Request – Please show each of the lines below that contains the word "grass". Case counts.

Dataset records
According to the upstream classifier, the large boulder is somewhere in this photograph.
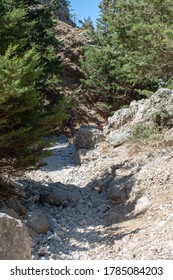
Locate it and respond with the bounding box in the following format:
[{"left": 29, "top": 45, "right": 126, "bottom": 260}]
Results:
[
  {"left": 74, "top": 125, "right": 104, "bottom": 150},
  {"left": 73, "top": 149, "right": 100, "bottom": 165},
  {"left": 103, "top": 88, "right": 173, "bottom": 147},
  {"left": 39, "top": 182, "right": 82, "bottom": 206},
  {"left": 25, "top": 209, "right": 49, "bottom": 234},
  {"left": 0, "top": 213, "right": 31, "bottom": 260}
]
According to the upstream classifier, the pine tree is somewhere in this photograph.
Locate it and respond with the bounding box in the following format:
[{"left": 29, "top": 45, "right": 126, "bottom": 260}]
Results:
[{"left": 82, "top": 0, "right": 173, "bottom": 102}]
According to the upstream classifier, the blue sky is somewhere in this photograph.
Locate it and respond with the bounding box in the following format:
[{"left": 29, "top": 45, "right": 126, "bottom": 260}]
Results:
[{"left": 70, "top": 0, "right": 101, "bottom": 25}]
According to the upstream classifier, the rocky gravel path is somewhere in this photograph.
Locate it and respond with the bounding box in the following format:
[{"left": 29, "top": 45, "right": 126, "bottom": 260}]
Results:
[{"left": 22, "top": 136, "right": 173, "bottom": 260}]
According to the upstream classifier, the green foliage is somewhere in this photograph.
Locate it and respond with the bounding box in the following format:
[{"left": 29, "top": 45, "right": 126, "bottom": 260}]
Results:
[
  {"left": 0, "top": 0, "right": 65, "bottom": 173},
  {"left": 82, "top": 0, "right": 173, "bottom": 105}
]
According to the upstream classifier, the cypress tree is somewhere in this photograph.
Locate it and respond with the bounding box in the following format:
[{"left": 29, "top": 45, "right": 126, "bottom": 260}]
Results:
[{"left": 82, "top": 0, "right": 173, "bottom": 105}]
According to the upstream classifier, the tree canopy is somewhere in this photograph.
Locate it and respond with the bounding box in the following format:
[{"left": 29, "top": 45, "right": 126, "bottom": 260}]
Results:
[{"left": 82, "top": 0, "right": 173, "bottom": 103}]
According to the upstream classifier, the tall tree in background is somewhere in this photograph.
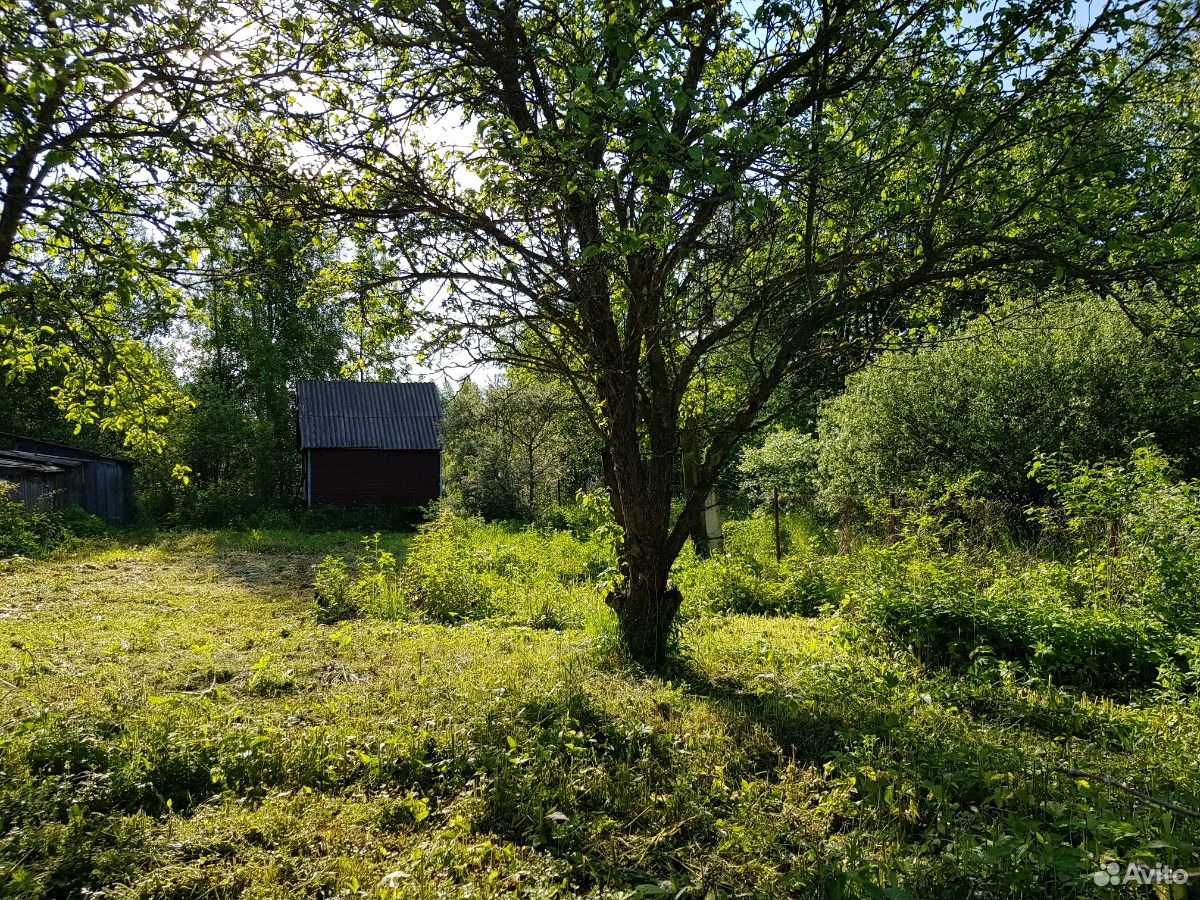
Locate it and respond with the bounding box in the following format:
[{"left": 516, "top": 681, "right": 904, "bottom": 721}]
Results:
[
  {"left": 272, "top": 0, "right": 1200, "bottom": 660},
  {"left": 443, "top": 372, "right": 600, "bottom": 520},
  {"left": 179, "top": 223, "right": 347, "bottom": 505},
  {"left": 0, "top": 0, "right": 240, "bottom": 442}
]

* * *

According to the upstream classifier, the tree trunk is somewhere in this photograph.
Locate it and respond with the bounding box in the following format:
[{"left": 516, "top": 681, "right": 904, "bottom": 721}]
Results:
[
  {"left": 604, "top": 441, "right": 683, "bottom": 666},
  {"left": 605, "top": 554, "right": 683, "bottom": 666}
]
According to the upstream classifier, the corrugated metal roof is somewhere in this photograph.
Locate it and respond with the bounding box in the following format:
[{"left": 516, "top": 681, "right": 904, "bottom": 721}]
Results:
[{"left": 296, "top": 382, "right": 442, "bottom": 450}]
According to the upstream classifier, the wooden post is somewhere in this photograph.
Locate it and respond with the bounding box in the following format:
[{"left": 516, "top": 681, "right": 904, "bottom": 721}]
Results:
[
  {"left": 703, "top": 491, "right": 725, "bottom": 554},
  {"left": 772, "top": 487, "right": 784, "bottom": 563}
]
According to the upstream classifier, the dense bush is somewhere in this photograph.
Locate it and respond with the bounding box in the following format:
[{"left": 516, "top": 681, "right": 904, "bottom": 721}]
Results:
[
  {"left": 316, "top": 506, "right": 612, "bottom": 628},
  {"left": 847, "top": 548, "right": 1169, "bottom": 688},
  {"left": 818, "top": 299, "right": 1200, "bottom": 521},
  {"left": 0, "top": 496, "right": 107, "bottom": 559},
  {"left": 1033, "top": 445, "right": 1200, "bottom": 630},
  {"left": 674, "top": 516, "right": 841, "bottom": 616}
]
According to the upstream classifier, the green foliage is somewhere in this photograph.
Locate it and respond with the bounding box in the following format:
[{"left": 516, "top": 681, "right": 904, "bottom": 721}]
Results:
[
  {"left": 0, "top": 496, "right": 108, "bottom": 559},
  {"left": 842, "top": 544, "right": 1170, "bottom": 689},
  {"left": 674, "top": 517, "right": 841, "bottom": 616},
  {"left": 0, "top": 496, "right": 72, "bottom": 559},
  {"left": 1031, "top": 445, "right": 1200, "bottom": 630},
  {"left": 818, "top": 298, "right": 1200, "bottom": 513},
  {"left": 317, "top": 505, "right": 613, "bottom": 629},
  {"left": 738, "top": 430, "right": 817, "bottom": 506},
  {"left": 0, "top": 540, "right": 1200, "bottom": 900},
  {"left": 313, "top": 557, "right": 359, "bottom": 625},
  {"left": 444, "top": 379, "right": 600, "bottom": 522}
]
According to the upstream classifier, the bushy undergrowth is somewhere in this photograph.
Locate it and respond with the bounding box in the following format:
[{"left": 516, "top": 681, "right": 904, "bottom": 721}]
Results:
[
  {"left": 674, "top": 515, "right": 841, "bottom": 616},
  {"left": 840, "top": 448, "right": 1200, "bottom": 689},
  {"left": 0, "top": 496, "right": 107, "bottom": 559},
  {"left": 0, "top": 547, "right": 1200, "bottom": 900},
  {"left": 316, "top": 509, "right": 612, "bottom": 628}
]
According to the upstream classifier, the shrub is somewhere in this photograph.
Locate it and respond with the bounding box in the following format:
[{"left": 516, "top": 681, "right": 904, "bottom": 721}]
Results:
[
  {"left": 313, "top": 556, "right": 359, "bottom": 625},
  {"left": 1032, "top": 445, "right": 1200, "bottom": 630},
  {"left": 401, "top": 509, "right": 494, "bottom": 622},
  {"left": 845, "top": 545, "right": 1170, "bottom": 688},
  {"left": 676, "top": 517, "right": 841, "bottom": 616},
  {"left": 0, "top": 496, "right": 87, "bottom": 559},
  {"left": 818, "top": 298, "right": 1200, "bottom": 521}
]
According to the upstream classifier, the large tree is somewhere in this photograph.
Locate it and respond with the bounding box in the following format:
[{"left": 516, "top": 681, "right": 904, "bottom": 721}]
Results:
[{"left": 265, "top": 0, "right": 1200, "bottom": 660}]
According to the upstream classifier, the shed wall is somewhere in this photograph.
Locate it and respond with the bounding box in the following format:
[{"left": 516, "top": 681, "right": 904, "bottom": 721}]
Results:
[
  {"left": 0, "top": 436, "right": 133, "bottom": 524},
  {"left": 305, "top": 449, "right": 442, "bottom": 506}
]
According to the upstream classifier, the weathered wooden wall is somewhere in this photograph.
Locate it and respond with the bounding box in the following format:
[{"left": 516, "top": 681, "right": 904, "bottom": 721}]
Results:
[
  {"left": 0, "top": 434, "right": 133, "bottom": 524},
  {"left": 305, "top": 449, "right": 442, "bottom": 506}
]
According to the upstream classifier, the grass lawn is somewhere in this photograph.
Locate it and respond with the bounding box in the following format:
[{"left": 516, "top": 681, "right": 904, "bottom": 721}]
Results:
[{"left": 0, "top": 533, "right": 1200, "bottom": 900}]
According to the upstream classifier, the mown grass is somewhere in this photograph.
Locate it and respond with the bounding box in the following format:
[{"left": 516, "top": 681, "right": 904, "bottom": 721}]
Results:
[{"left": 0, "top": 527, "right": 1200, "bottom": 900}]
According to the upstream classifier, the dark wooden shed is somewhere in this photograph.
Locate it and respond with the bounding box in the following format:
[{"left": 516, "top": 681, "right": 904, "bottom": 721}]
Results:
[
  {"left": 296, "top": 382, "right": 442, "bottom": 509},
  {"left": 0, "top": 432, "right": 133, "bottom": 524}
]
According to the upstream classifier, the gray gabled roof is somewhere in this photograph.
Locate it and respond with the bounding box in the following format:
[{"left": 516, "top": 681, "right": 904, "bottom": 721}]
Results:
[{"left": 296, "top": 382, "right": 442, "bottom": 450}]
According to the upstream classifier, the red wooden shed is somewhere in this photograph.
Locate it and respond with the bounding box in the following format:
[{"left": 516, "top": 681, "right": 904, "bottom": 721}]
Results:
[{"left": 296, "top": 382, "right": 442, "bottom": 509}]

Full answer –
According to the upstream classifier, the grass lawn is somewhere in this photograph.
According to the upstream classifier, the mown grass is somewhere in this photograph.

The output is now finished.